● Objective: Reproduce every line of the material below, but drop the pictures.

Point-based annotation data:
--- --- ---

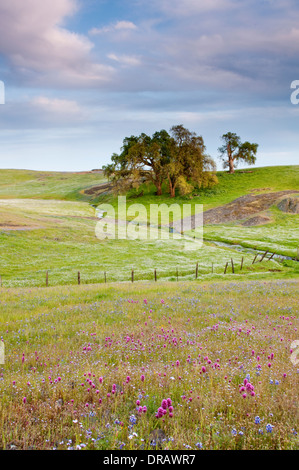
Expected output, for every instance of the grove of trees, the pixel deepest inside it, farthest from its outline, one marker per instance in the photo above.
(177, 158)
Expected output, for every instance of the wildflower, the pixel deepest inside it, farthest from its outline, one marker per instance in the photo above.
(133, 419)
(269, 428)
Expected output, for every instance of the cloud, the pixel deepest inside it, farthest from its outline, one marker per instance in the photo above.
(125, 59)
(56, 106)
(41, 51)
(119, 26)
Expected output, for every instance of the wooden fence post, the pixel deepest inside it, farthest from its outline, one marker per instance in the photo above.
(266, 252)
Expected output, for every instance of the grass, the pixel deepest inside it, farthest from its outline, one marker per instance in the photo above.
(48, 223)
(80, 361)
(76, 358)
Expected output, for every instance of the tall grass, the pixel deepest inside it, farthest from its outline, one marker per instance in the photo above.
(89, 367)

--- --- ---

● Output for this task:
Expected output, for every instance of the grove of trees, the pixel deepest inside it, farthest from its outline, one marker per instance in the photo above.
(177, 158)
Expected output, for every instance of the wildflower, the pixel deepest inside it, farthest from its outline, one marker per instance in the photo above.
(133, 419)
(269, 428)
Expected output, for every instance of the cloud, the pixel deepest inside it, farthest from its outline, one marker per instance in the photo above.
(125, 59)
(56, 106)
(41, 51)
(119, 26)
Expected output, for every instance of the wooden fence post, the pixel deepest inside it, farthest from its outline, one marker per instance in the photo above.
(266, 252)
Expected output, for every instance of the grass, the pixel deepest inside it, farthest from its outline, one marker per instance in the photo above.
(48, 223)
(80, 361)
(76, 358)
Expected output, for every instance of the tall grass, the pixel deepest inside it, farthest from its outline, one marker per instance in the photo above.
(89, 367)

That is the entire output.